Some records:
::::::::::

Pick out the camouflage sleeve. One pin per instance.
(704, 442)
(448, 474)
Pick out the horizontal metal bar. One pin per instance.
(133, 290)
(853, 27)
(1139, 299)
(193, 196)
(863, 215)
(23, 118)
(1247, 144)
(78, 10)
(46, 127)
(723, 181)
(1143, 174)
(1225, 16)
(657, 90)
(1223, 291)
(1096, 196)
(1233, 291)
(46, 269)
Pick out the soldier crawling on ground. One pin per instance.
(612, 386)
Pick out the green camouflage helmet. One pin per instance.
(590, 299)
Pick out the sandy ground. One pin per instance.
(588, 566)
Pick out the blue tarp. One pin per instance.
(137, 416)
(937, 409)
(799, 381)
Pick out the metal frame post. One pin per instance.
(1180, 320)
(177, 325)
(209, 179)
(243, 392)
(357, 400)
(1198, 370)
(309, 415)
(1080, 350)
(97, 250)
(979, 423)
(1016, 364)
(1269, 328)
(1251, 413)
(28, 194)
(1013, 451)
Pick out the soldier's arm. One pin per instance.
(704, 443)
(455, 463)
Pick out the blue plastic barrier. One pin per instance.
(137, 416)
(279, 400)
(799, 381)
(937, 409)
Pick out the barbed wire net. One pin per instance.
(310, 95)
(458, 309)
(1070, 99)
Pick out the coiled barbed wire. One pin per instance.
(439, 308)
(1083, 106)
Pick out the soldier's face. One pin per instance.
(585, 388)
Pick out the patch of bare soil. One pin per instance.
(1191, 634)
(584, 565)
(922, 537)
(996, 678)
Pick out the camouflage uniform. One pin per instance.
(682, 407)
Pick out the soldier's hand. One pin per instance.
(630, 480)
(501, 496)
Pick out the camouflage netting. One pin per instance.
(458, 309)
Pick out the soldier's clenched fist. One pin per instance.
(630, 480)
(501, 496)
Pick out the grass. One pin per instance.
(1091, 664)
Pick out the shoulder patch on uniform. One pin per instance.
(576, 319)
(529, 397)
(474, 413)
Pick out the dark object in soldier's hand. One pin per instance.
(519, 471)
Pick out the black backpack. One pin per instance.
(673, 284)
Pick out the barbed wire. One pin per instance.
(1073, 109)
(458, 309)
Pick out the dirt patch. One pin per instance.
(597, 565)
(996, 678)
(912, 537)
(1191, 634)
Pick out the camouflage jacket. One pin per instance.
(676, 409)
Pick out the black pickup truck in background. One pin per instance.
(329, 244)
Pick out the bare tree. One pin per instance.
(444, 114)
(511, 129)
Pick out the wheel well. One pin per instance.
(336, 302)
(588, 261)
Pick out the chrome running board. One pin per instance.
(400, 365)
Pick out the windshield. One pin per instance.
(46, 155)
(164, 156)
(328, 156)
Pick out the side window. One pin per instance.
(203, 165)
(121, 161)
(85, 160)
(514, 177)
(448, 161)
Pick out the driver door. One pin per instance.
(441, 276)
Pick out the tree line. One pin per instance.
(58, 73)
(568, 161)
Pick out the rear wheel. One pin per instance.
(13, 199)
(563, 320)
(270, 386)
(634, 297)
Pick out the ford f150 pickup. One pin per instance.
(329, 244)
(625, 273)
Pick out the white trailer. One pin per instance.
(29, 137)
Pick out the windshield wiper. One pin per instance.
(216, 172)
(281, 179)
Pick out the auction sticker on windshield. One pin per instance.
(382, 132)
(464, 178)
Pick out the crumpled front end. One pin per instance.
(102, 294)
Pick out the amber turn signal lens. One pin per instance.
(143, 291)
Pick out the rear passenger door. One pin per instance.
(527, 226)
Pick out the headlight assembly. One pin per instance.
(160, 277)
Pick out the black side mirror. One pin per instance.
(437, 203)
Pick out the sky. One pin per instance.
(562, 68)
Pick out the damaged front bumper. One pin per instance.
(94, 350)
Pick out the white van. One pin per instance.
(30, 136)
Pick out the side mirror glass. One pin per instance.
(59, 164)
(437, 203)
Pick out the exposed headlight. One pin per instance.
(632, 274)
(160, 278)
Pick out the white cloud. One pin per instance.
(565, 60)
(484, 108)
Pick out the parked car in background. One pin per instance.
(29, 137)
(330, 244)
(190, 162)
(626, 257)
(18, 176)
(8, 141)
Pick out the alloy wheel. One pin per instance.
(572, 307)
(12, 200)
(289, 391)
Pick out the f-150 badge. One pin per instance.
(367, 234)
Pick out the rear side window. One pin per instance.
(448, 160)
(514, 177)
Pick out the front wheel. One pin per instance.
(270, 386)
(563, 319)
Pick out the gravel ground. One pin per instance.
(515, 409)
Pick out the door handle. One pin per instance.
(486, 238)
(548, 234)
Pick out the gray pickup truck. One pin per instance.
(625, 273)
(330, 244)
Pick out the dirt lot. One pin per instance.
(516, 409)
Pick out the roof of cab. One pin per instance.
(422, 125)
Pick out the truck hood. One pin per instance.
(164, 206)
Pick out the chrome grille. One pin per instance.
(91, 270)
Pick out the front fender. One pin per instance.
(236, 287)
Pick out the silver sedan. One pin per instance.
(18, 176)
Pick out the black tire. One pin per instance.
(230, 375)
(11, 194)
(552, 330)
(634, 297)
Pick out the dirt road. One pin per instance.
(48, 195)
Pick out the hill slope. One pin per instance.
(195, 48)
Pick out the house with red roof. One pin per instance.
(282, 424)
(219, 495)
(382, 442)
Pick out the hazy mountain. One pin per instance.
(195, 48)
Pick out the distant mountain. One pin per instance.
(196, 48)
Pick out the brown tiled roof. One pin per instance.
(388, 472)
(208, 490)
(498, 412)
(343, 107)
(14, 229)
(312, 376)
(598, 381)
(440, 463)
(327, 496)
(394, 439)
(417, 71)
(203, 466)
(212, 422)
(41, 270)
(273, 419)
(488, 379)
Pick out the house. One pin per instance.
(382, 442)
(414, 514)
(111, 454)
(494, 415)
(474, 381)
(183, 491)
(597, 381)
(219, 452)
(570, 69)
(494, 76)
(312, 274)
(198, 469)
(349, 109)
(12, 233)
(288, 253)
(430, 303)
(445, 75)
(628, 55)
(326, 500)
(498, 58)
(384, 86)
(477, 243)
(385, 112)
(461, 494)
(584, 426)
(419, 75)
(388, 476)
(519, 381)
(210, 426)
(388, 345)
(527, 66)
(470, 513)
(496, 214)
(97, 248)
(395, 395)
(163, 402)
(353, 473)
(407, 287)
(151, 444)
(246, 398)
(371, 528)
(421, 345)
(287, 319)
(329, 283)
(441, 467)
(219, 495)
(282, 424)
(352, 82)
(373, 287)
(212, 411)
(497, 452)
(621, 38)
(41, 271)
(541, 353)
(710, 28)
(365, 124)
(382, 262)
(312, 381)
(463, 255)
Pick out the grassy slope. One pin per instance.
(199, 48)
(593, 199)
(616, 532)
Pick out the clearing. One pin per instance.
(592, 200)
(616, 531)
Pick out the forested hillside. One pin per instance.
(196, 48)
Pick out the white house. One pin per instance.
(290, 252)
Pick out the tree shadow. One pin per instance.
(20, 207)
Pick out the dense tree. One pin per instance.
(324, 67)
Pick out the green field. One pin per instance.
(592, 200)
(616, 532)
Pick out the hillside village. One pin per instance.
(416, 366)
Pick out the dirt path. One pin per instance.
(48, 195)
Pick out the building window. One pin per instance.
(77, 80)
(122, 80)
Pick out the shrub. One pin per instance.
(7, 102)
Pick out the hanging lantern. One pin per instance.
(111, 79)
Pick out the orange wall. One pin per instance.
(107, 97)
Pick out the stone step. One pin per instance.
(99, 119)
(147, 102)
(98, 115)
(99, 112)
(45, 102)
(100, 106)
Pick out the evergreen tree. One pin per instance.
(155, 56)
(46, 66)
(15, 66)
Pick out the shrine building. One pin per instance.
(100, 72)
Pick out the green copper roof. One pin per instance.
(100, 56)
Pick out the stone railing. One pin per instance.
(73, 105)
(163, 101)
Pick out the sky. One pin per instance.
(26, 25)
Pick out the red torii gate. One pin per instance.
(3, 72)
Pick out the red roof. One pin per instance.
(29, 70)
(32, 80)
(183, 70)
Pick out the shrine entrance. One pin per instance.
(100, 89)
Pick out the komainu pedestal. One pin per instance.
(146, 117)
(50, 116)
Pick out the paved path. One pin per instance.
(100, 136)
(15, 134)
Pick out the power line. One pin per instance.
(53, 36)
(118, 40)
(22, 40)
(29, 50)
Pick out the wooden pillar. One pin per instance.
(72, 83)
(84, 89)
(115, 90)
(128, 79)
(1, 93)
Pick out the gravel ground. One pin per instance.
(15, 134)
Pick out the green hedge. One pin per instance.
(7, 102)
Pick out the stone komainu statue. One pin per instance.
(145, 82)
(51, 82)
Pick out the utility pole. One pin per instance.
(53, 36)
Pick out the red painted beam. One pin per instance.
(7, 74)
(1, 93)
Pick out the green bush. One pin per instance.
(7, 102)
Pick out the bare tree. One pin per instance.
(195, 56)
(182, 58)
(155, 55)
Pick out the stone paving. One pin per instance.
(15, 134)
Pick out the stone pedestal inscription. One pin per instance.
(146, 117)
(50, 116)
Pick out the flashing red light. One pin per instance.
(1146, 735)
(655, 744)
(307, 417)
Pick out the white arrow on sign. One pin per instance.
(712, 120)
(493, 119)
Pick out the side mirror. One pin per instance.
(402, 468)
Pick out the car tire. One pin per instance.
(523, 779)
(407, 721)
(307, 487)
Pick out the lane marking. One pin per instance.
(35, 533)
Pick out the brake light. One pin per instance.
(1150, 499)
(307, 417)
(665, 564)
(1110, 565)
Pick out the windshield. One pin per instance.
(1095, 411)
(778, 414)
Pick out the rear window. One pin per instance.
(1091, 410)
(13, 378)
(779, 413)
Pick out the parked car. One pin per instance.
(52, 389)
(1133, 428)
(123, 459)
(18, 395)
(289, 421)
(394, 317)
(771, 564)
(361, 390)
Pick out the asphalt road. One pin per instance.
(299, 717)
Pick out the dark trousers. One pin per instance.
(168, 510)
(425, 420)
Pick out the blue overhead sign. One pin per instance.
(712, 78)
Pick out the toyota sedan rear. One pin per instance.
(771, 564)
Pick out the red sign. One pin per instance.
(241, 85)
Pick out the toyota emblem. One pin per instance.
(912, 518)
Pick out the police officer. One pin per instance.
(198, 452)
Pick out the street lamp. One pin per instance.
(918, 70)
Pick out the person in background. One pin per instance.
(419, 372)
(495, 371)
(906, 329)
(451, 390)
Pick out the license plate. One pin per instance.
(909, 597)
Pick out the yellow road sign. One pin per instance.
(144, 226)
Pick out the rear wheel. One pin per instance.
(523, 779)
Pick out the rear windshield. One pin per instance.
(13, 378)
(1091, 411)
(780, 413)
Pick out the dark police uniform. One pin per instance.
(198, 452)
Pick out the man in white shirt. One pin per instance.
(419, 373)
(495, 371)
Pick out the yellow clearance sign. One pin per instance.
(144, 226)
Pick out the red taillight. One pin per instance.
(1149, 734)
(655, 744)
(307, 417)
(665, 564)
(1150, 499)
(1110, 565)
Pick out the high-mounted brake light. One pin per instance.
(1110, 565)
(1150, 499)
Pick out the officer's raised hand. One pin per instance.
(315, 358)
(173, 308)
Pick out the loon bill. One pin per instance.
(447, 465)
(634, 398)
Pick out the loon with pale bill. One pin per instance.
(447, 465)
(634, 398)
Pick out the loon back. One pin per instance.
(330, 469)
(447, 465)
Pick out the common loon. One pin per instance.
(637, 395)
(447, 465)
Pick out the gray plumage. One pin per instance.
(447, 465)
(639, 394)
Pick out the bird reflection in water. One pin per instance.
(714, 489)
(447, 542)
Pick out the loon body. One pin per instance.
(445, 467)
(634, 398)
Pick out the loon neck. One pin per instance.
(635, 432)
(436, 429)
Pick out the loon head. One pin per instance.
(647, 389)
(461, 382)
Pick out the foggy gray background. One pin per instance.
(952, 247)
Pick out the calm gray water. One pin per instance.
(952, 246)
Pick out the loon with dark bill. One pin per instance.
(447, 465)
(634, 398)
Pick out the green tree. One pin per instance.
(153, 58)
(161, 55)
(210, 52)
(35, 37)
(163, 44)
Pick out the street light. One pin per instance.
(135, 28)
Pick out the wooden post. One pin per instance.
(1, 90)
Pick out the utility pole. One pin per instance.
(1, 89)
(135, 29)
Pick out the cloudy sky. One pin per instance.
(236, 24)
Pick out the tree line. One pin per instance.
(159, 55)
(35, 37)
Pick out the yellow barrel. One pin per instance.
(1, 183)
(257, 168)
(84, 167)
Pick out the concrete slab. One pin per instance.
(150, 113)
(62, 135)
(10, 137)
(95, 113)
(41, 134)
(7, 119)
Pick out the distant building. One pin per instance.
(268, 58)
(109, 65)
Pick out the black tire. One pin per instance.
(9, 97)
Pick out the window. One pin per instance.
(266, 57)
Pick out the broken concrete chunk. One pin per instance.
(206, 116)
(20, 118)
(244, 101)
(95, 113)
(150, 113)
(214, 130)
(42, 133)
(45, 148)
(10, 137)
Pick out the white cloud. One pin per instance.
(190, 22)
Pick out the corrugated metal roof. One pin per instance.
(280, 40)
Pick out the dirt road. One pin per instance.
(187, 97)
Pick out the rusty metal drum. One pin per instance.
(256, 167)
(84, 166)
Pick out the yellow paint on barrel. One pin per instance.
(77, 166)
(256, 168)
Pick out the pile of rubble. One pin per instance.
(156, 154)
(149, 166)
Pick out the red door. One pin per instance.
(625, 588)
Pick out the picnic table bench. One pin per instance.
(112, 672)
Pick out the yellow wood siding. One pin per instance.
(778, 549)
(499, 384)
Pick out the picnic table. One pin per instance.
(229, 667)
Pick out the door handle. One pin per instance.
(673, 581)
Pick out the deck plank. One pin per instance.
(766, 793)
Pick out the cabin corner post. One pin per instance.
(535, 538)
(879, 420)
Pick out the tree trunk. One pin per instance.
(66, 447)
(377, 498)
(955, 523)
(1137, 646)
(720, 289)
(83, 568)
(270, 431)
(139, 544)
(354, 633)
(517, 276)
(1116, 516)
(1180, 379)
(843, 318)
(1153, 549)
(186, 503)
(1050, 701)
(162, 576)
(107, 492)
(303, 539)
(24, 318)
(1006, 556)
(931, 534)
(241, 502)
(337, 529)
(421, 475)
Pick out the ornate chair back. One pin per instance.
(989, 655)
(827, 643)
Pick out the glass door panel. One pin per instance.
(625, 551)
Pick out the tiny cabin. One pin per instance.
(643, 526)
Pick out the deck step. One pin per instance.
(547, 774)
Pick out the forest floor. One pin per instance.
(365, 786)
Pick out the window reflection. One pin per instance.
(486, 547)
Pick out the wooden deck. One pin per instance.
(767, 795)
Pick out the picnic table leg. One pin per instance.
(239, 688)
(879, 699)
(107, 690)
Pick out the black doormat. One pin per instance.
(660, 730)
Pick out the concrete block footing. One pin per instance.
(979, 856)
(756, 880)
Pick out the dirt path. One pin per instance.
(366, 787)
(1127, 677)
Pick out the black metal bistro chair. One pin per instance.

::::::::::

## What you are asked to do
Give back the lines of the listing from the one with "Pick out the ornate" through the end, both included, exactly as written and with nothing added.

## Answer for this exercise
Pick out the ornate chair back. One pin per instance.
(989, 655)
(827, 643)
Pick out the glass door panel. One pin per instance.
(625, 551)
Pick out the tiny cabin. One pin per instance.
(643, 526)
Pick out the deck step. One pin per instance.
(547, 774)
Pick out the forest floor. One pin per instance.
(365, 786)
Pick out the window reflection. One pin per instance.
(486, 547)
Pick out the wooden deck. One pin per instance.
(767, 795)
Pick out the picnic table leg. One pin per instance.
(239, 688)
(879, 699)
(107, 690)
Pick out the black doormat. One pin per instance.
(660, 730)
Pick out the concrete block footing. One pin per instance.
(979, 856)
(756, 880)
Pick out the dirt path. One pin per instance.
(366, 787)
(1127, 677)
Pick out the black metal bistro chair. One pin per instance.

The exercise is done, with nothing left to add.